*** Data to examine ***

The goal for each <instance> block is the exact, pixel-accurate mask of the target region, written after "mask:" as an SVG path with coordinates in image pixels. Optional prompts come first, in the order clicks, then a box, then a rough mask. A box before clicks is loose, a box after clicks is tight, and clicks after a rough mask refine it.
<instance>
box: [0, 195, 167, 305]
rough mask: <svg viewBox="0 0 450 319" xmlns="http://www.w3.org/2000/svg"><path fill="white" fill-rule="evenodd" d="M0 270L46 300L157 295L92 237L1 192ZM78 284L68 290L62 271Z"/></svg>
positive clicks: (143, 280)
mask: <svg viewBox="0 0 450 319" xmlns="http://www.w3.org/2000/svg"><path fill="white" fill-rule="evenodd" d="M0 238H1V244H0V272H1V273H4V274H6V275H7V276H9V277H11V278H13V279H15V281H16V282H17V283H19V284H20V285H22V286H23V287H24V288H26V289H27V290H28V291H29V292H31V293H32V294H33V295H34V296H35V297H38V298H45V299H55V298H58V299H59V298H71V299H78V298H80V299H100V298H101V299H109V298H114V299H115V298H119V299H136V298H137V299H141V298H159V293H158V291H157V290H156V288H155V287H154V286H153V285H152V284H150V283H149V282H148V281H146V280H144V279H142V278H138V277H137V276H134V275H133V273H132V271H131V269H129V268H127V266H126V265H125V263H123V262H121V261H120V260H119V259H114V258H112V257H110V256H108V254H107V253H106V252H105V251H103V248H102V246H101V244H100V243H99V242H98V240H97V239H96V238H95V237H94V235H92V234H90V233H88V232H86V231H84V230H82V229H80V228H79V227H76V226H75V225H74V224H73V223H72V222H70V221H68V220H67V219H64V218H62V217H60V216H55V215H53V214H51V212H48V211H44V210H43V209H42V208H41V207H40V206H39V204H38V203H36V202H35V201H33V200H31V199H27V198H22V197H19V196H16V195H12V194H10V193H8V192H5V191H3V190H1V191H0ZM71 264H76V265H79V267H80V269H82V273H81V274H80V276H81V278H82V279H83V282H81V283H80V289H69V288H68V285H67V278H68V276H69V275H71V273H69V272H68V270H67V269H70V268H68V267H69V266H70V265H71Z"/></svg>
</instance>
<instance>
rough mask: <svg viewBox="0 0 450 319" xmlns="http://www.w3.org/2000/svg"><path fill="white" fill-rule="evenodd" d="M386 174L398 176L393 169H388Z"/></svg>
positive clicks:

*** End of Data to examine ***

Work instructions> Every line in the listing that holds "rough" belongs in the answer.

Answer for this exercise>
The goal for each <instance> block is the exact, pixel-accurate mask of the target region, written after "mask:" as an SVG path with coordinates in image pixels. Optional prompts come first, in the order clicks, then a box, then a rough mask. A box before clicks is loose, a box after clicks is tight, and clicks after a rough mask refine it.
rough mask: <svg viewBox="0 0 450 319" xmlns="http://www.w3.org/2000/svg"><path fill="white" fill-rule="evenodd" d="M0 270L46 300L157 295L92 237L1 192ZM78 284L68 290L62 271Z"/></svg>
rough mask: <svg viewBox="0 0 450 319" xmlns="http://www.w3.org/2000/svg"><path fill="white" fill-rule="evenodd" d="M386 174L398 176L393 169H388Z"/></svg>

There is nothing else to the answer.